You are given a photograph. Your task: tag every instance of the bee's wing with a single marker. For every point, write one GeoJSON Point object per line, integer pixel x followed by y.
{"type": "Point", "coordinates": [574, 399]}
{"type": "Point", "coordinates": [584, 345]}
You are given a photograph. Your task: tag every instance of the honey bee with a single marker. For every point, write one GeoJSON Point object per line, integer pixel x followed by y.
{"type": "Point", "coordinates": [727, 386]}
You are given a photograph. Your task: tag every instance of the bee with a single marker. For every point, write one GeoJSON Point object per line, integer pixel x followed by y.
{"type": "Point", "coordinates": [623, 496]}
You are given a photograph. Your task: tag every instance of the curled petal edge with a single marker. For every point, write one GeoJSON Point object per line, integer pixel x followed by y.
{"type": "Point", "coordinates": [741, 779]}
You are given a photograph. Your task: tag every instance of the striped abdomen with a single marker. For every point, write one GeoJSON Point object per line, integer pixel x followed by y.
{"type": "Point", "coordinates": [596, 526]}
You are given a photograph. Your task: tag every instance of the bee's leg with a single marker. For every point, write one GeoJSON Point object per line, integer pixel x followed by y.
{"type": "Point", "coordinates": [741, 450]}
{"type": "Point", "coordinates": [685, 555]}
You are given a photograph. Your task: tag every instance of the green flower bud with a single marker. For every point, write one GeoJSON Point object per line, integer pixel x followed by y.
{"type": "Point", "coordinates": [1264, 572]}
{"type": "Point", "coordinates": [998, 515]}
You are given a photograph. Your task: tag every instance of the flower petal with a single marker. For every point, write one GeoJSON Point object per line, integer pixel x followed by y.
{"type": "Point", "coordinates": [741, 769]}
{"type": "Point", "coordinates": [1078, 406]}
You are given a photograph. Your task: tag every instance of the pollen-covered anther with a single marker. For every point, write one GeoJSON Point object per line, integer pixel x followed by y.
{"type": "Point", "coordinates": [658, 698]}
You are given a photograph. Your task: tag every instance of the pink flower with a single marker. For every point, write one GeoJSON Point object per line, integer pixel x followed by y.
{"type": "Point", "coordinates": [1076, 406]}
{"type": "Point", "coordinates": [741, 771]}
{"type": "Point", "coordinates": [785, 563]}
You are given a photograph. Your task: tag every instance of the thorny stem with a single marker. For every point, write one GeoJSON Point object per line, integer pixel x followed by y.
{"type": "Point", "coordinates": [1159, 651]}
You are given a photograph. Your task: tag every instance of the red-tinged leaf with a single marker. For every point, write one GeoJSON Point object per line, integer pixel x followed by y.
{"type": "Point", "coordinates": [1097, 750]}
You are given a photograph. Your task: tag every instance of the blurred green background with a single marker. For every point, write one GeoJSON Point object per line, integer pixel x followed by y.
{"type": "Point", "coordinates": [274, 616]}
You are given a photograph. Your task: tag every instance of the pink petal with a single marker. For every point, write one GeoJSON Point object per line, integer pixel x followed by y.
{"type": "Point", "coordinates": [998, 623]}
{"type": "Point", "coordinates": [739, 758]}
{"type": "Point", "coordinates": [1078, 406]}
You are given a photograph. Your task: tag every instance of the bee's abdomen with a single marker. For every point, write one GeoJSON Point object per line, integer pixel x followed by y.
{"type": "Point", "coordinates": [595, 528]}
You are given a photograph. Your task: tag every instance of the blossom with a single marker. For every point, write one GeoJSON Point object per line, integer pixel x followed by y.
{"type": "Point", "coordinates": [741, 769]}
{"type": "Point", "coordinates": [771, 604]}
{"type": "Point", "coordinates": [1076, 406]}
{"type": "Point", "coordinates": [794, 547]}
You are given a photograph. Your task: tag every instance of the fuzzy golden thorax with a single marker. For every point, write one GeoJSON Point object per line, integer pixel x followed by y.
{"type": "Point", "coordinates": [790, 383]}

* [Task to complete]:
Every single line in the records above must be written out exactly.

* [Your solution]:
You are given a photograph. Your task: tag every instance of the bee's wing with a single marker. For every point, write one GeoJSON Point object per line, integer pixel x followed by y.
{"type": "Point", "coordinates": [574, 399]}
{"type": "Point", "coordinates": [584, 345]}
You are given a photograph. Your task: tag every instance of the honey bee with a single marker. For every point, write one GeoJSON Point object per line, integer pixel x followed by y.
{"type": "Point", "coordinates": [727, 386]}
You are given a photograph. Your task: tag every instance of the bee with a single marker. For every point, write one GeoJSON Point object per line, integer pixel x followed by y.
{"type": "Point", "coordinates": [623, 496]}
You are given a photograph. Your task: tag every instance of the curled petal edge with a single marker. For every point, write one GeoJSON Point object per line, integer pixel x followed by y.
{"type": "Point", "coordinates": [741, 779]}
You are given a photograph. Your task: tag every instance of the striped abdomen with a single marker. For every point, write one GeoJSON Point object per line, integer pixel x followed by y.
{"type": "Point", "coordinates": [596, 526]}
You are given a photograph. Your task: tag every instance of the bee's leg with a single marker. For every point, write one GeoJSON Point object per line, integer pixel x followed by y.
{"type": "Point", "coordinates": [741, 450]}
{"type": "Point", "coordinates": [685, 555]}
You are given a photograph. Your task: tag every instance of the green flower bud with a single marker. For every point, write one GeoJSON Point object per line, integer pixel x followed by y.
{"type": "Point", "coordinates": [1264, 572]}
{"type": "Point", "coordinates": [998, 515]}
You are given a photograph. Your task: tag every instance of the flower petal with a single marker. For every point, write one GeoJSON Point object per line, integer pixel x followed by y.
{"type": "Point", "coordinates": [741, 769]}
{"type": "Point", "coordinates": [1078, 406]}
You are given a photograph. Your task: tag every instance of the pollen-covered anther with a single marker. For every point, write one GeoJSON Point object per line, integer pixel x followed by y.
{"type": "Point", "coordinates": [658, 698]}
You are given a photograph. Your task: tag every instance of the pink flower with a single marker. For every point, write one GeoJSON Point object per line, integer pixel x followed by y.
{"type": "Point", "coordinates": [1076, 406]}
{"type": "Point", "coordinates": [741, 771]}
{"type": "Point", "coordinates": [785, 563]}
You are given a photograph. Your task: tag every instance of the thorny stem with a single marker. For every point, write one GeoJSON Point object per line, integer pixel x followed by y.
{"type": "Point", "coordinates": [1159, 651]}
You are given a photograph. Your task: tag every instance of the red-tinged leaf with a single marker. For every point, write one GeoJSON Point object per line, integer pixel x followed by y.
{"type": "Point", "coordinates": [1097, 750]}
You are given a photograph. Your task: tag every instance of the blurred green background with a single marker. For every point, write one GeoJSON Point object per line, integer pixel x followed by y.
{"type": "Point", "coordinates": [274, 616]}
You are given a photograph. Your task: tag every instance of the pink petal with a single marker. For every point, write one GeoJSON Point object per line, integer pixel x followed by y.
{"type": "Point", "coordinates": [998, 623]}
{"type": "Point", "coordinates": [739, 758]}
{"type": "Point", "coordinates": [1078, 406]}
You are given a photograph. Your task: tag every instance of the bee's abdomen with a single marker. For every point, write one GeoJSON Point object per line, integer pixel x followed by y.
{"type": "Point", "coordinates": [595, 528]}
You are given a photograph. Your task: tag every instance of the blossom with a single marker. For every point, write one GeoJSON Point object per line, integer pixel x followed by y.
{"type": "Point", "coordinates": [741, 769]}
{"type": "Point", "coordinates": [771, 604]}
{"type": "Point", "coordinates": [1076, 406]}
{"type": "Point", "coordinates": [794, 547]}
You are given a photograph. Your task: tag every instance of the fuzzy golden thorax with a single marker. For every point, write one GeoJSON Point object per line, integer pixel x followed by y.
{"type": "Point", "coordinates": [790, 383]}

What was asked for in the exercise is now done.